PROBLEM TO WORK ON
Each of the lines below must be restated exactly.

SOURCE DATA
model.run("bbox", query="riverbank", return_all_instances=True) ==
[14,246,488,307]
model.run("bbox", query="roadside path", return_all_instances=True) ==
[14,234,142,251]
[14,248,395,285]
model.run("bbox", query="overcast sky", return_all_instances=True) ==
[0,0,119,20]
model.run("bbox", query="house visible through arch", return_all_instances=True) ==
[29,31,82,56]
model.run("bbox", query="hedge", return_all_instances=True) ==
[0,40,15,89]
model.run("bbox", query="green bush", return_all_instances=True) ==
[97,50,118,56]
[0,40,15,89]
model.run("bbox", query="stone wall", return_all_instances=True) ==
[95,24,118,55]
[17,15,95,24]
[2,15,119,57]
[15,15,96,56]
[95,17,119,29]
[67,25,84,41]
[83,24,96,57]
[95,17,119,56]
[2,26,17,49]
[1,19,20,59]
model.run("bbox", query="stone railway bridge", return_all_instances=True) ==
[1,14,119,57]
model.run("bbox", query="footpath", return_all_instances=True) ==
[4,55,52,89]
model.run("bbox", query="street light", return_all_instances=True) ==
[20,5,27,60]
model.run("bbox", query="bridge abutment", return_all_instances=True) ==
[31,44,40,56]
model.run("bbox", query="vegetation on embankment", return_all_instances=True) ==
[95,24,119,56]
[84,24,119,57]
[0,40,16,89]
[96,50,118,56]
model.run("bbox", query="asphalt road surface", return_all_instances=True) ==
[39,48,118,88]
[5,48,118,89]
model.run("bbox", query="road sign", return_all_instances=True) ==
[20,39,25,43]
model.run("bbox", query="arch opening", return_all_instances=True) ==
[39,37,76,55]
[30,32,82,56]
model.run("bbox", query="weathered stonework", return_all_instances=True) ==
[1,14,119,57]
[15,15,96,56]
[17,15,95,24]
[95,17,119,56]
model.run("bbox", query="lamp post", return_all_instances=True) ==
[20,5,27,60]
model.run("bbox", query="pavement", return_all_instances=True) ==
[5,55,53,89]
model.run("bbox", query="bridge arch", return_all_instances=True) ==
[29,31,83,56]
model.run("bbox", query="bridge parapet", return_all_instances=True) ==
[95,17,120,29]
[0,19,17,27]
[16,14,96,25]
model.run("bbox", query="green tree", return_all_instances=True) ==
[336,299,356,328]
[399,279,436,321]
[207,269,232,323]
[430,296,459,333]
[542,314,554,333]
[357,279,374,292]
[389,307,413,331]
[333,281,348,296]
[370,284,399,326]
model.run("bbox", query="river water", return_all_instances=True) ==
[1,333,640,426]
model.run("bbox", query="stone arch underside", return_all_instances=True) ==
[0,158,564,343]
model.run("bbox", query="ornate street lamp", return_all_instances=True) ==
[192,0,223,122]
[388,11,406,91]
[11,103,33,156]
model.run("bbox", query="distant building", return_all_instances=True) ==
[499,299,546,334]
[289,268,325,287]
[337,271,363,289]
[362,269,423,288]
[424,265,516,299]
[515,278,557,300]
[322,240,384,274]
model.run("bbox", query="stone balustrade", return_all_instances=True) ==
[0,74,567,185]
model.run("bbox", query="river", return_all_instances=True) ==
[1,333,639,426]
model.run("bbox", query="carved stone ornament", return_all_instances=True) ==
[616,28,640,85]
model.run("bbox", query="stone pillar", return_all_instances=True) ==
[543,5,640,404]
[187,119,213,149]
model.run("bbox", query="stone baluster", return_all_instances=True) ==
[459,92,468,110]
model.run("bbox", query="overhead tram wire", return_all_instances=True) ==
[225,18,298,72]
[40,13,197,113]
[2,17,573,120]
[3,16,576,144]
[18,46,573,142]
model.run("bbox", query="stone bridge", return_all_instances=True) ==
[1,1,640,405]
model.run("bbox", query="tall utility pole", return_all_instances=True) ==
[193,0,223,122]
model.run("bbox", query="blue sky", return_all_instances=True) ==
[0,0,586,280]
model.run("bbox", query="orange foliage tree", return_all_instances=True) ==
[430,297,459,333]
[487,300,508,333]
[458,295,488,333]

ANSWER BELOW
model.run("bbox", query="riverbank", return_all_instances=True) ==
[14,246,488,307]
model.run("bbox", query="roadside path", return_all_instances=True) ==
[14,234,142,251]
[14,248,395,285]
model.run("bbox", query="overcast sky", return_all_instances=True) ==
[0,0,119,20]
model.run("bbox", query="house visible through arch", return_all_instances=True) ==
[29,31,82,56]
model.run("bbox", query="hedge", return_all_instances=True) ==
[0,40,15,89]
model.run("bbox", query="green bush", return_all_instances=True) ==
[97,50,118,56]
[0,40,15,89]
model.run("bbox", query="stone wall", return_all_instances=True) ==
[95,24,118,55]
[17,15,95,24]
[2,15,119,57]
[15,15,96,56]
[95,17,119,29]
[67,25,84,41]
[83,24,96,57]
[95,17,119,56]
[2,26,17,49]
[1,19,20,59]
model.run("bbox", query="stone railway bridge", return_all_instances=True) ==
[1,14,119,57]
model.run("bbox", query="footpath", return_all_instances=True) ==
[4,55,52,89]
model.run("bbox", query="street light", return_all_instances=True) ==
[20,5,27,60]
model.run("bbox", query="bridge abutment", return_all_instances=True) ==
[31,44,40,56]
model.run("bbox", query="vegetation on embankment", return_all_instances=True) ==
[95,24,119,56]
[84,24,119,57]
[0,40,16,89]
[96,50,118,56]
model.run("bbox", query="asphalt road surface", return_all_instances=True) ==
[39,48,118,88]
[5,48,118,89]
model.run("bbox", query="road sign", return_all_instances=True) ==
[20,39,25,43]
model.run("bbox", query="arch opening", return_all_instances=True) ==
[39,37,76,55]
[30,32,82,56]
model.run("bbox", query="weathered stonework", return_all_instances=True) ==
[1,14,119,57]
[15,15,96,56]
[17,15,95,24]
[95,17,119,56]
model.run("bbox", query="lamp post", return_all_instances=True) ==
[20,5,27,60]
model.run("bbox", query="pavement", return_all_instances=True) ==
[5,55,53,89]
model.run("bbox", query="bridge arch", return_all_instances=True) ==
[29,31,83,56]
model.run("bbox", query="bridge parapet", return_all_instances=True) ==
[95,17,120,29]
[0,19,17,27]
[16,14,96,25]
model.run("bbox", query="green tree", return_all_instances=True) ==
[336,299,356,328]
[399,279,436,321]
[207,269,232,323]
[430,296,459,333]
[542,314,554,333]
[357,279,374,292]
[389,307,413,331]
[333,281,348,296]
[370,284,399,326]
model.run("bbox", query="river water", return_all_instances=True) ==
[1,333,640,426]
model.run("bbox", query="stone arch underside", return_all_instances=True) ==
[0,158,564,343]
model.run("bbox", query="ornate street lamp", return_all_instances=True) ==
[192,0,223,122]
[388,11,406,91]
[11,103,33,156]
model.run("bbox", query="distant building", return_all_instances=True) ==
[499,299,546,334]
[289,268,325,287]
[337,271,363,289]
[362,269,423,288]
[424,265,516,299]
[515,278,557,300]
[322,240,384,274]
model.run("bbox", query="stone balustrade", return_all_instances=True) ==
[0,74,567,185]
model.run("bbox", query="river", return_all_instances=True) ==
[1,333,639,426]
model.run("bbox", query="carved stone ornament", return_all_instances=True) ==
[616,28,640,85]
model.run("bbox", query="stone pillar", return_all_instances=True) ==
[543,5,640,404]
[187,119,213,149]
model.run("bbox", query="stone baluster", return_all_instances=True) ==
[459,92,468,110]
model.run("bbox", query="overhead tram wire", return_all_instances=True) ==
[225,18,298,72]
[40,13,197,113]
[2,17,573,120]
[3,16,576,144]
[18,46,573,142]
model.run("bbox", query="stone bridge", return_all_instances=True) ==
[1,1,640,405]
model.run("bbox", query="tall utility pole", return_all_instances=True) ==
[193,0,223,122]
model.run("bbox", query="blue sky", return_all_instances=True) ==
[0,0,586,280]
model.run("bbox", query="orange foliage tree", return_all_instances=True) ==
[430,297,459,333]
[487,300,508,333]
[458,295,488,333]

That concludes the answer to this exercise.